(Document section):
First Up: Commerce Department Export Freeze
The US Commerce Department has temporarily stopped issuing export licenses to American companies seeking to sell guns and ammo to foreign non-governmental end users. This move, especially after the concerns with Lake City's halting of commercial 5.56mm sales, is creating a bit of uncertainty right now in the domestic guns and ammo market. But we don't think this warrants any serious concern.
Companies like Sig, Ruger, or S&W can't just freely ship guns and ammo overseas for resale; sales to clients outside the country can't ship before being approved via export licenses (permission slips) issued by the US Government. The idea here is to prevent sensitive items from being sold to terrorist organizations or other end users operating against US interests.
There are three main agencies that regulate exports from the United States to overseas clients:
- Office of Foreign Assets Control (US Treasury Department)
- Primarily dealing with economic controls and sanctions
- Directorate of Defense Trade Controls (US State Department)
- Dealing with the export of items subject to ITAR/USML restriction
- Bureau of Industry and Security (US Commerce Department)
- Dealing with the export of commercial firearms and ammo to non-governmental end users. Basically, they control the export of what you'd find in a regular gun store.
Because this pause in export licenses primarily affects non-governmental end users, it's coming from the US Bureau of Industry and Security (BIS). If you aren't familiar with BIS, here's the Wikipedia summary:
The mission of the BIS is to advance U.S. national security, foreign policy, and economic interests. BIS's activities include regulating the export of sensitive goods and dual-use technologies in an effective and efficient manner; enforcing export control, anti-boycott, and public safety laws; cooperating with and assisting other countries on export control and strategic trade issues; assisting U.S. industry to comply with international arms control agreements; monitoring the viability of the U.S. defense–industrial base; and promoting federal initiatives and public-private partnerships to protect the nation's critical infrastructures.
Exports to close allies like Canada and the UK will continue, and sales to places like Ukraine and Israel will keep going, but many other commercial markets will be affected. From the official release:
Effective immediately, the U.S. Department of Commerce (the Department) is pausing for approximately 90 days the issuance of new export licenses involving certain firearms, related components, and ammunition under its jurisdiction and the provision of new export assistance activities for such products to all non-governmental end users worldwide, apart from those in certain destinations. The Department may take additional steps to further U.S. national security and foreign policy interests.
During this “pause” period, the Department will further assess current firearm export control review policies to determine whether any changes are warranted to advance U.S. national security and foreign policy interests. The review will be conducted with urgency and will enable the Department to more effectively assess and mitigate risk of firearms being diverted to entities or activities that promote regional instability, violate human rights, or fuel criminal activities.

(Problem 1):
Can you give everything in the export freeze article from "Companies like Sig, Ruger, or" down to "(US Treasury Department)", swapping "overseas" for "abroad"?

(Information provided):
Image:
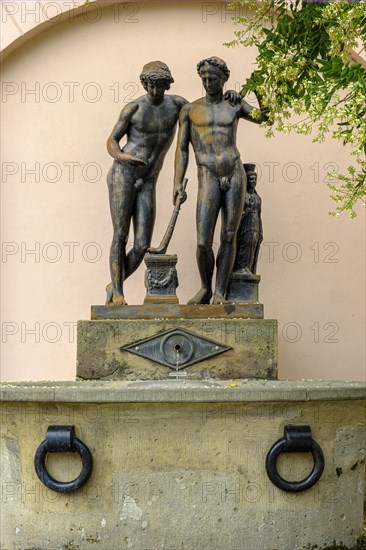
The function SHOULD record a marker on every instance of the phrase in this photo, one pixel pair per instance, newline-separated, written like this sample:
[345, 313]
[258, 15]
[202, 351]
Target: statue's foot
[203, 296]
[158, 250]
[219, 299]
[119, 301]
[109, 290]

(Problem 2):
Can you repeat the entries that follow the export freeze article exactly as they stand, leaving the pictures out?

(Full output 1):
Companies like Sig, Ruger, or S&W can't just freely ship guns and ammo abroad for resale; sales to clients outside the country can't ship before being approved via export licenses (permission slips) issued by the US Government. The idea here is to prevent sensitive items from being sold to terrorist organizations or other end users operating against US interests.
There are three main agencies that regulate exports from the United States to abroad clients:
- Office of Foreign Assets Control (US Treasury Department)

(Full output 2):
Image:
The function SHOULD record a marker on every instance of the phrase in this photo, one pixel pair per instance, newline-separated, written like this sample:
[345, 313]
[258, 15]
[202, 351]
Target: statue's foot
[203, 296]
[158, 250]
[219, 299]
[119, 301]
[109, 290]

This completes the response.